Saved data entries
★ ★ ★ ★ ★ ★ ★
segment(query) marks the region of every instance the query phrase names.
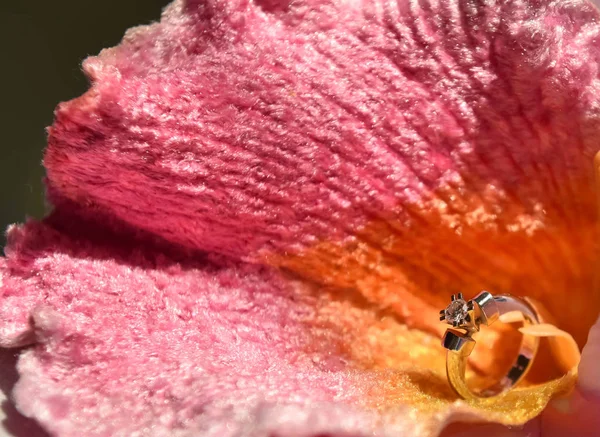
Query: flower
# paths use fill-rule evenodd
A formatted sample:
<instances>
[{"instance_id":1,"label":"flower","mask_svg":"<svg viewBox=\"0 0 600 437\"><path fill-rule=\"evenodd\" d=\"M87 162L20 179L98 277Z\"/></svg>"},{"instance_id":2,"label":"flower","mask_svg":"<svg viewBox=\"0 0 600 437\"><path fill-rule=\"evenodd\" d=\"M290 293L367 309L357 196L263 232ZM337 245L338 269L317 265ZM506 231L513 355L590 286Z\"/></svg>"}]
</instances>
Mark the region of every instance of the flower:
<instances>
[{"instance_id":1,"label":"flower","mask_svg":"<svg viewBox=\"0 0 600 437\"><path fill-rule=\"evenodd\" d=\"M598 19L578 0L176 0L130 30L56 111L53 213L8 233L19 410L61 436L425 437L539 414L572 387L564 349L542 384L466 403L437 315L511 292L584 344ZM480 340L481 384L507 337Z\"/></svg>"}]
</instances>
★ ★ ★ ★ ★ ★ ★
▶ _Task details_
Please return the records above exactly as written, dropping every picture.

▶ _Answer area_
segment(query) marks the region of every instance the query phrase names.
Query: flower
# paths use fill-rule evenodd
A formatted sample:
<instances>
[{"instance_id":1,"label":"flower","mask_svg":"<svg viewBox=\"0 0 600 437\"><path fill-rule=\"evenodd\" d=\"M87 162L20 179L98 277Z\"/></svg>"},{"instance_id":2,"label":"flower","mask_svg":"<svg viewBox=\"0 0 600 437\"><path fill-rule=\"evenodd\" d=\"M290 293L367 309L357 196L263 232ZM337 245L338 269L317 265ZM506 231L513 355L590 286Z\"/></svg>"}]
</instances>
Mark the region of every instance of the flower:
<instances>
[{"instance_id":1,"label":"flower","mask_svg":"<svg viewBox=\"0 0 600 437\"><path fill-rule=\"evenodd\" d=\"M598 19L578 0L176 0L130 30L56 111L53 213L8 233L19 410L61 436L425 437L539 414L572 387L564 349L542 384L466 403L437 315L511 292L584 344ZM480 340L481 384L507 337Z\"/></svg>"}]
</instances>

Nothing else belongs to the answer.